======== RECORD EXCERPTS ========
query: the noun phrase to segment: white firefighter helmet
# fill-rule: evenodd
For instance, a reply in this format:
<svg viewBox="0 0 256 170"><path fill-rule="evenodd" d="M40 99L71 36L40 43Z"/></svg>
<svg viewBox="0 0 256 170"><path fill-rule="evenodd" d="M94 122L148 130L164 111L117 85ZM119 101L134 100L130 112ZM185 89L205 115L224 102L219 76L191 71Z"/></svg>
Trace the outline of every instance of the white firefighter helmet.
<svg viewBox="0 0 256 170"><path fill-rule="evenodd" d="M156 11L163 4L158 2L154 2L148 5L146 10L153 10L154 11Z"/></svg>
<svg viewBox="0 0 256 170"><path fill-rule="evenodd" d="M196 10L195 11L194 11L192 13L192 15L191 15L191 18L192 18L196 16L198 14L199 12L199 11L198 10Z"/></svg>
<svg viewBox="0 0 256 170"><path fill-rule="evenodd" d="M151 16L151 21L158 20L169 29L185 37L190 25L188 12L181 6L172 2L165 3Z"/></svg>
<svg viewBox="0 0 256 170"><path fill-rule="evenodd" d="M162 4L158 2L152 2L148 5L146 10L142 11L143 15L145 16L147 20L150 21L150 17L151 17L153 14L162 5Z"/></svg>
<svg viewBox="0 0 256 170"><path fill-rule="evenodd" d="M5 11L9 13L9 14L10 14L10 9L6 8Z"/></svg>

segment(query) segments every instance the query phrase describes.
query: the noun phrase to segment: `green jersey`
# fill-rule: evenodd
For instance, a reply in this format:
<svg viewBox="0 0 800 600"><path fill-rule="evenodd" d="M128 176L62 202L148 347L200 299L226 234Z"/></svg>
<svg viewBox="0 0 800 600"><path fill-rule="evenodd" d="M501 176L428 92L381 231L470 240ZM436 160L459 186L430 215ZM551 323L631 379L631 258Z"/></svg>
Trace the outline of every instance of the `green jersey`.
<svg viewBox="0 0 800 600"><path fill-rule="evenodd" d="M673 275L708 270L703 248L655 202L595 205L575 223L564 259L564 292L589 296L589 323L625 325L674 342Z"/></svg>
========
## WHAT NEEDS TO BE DONE
Render every line of the rows above as a Markdown table with the columns "Line No." and "Content", numbering the lines in order and omitting blank ones.

## OUTPUT
| Line No. | Content |
|---|---|
| 1 | query: the noun phrase to segment: white firefighter helmet |
| 2 | # fill-rule: evenodd |
| 3 | For instance, a reply in this format: |
| 4 | <svg viewBox="0 0 256 170"><path fill-rule="evenodd" d="M40 99L71 36L40 43Z"/></svg> |
| 5 | <svg viewBox="0 0 256 170"><path fill-rule="evenodd" d="M94 122L148 130L164 111L117 85ZM119 101L134 100L130 112ZM185 89L205 115L224 102L219 76L191 71Z"/></svg> |
| 6 | Trace the outline of every instance of the white firefighter helmet. |
| 7 | <svg viewBox="0 0 256 170"><path fill-rule="evenodd" d="M156 11L163 4L158 2L154 2L148 5L146 10L153 10L154 11Z"/></svg> |
| 8 | <svg viewBox="0 0 256 170"><path fill-rule="evenodd" d="M196 10L195 11L194 11L192 13L192 15L191 15L191 18L192 18L196 16L198 14L199 12L199 11L198 10Z"/></svg> |
| 9 | <svg viewBox="0 0 256 170"><path fill-rule="evenodd" d="M151 16L151 21L158 20L169 29L185 37L190 25L188 12L181 6L172 2L165 3Z"/></svg> |
| 10 | <svg viewBox="0 0 256 170"><path fill-rule="evenodd" d="M162 4L158 2L152 2L148 5L146 10L142 11L143 15L145 16L147 20L150 21L150 17L151 17L153 14L162 5Z"/></svg> |
| 11 | <svg viewBox="0 0 256 170"><path fill-rule="evenodd" d="M5 11L9 13L9 14L10 14L10 9L6 8Z"/></svg> |
| 12 | segment(query) segments every instance the query phrase describes. |
| 13 | query: the noun phrase to segment: `green jersey` |
| 14 | # fill-rule: evenodd |
| 15 | For instance, a reply in this format: |
| 16 | <svg viewBox="0 0 800 600"><path fill-rule="evenodd" d="M128 176L62 202L148 347L200 299L226 234Z"/></svg> |
| 17 | <svg viewBox="0 0 800 600"><path fill-rule="evenodd" d="M501 176L428 92L381 231L470 240ZM436 160L459 186L430 215ZM551 323L631 379L631 258Z"/></svg> |
| 18 | Trace the outline of every instance of the `green jersey`. |
| 19 | <svg viewBox="0 0 800 600"><path fill-rule="evenodd" d="M673 275L708 270L703 248L655 202L595 205L575 223L564 259L564 292L589 296L589 323L625 325L674 342Z"/></svg> |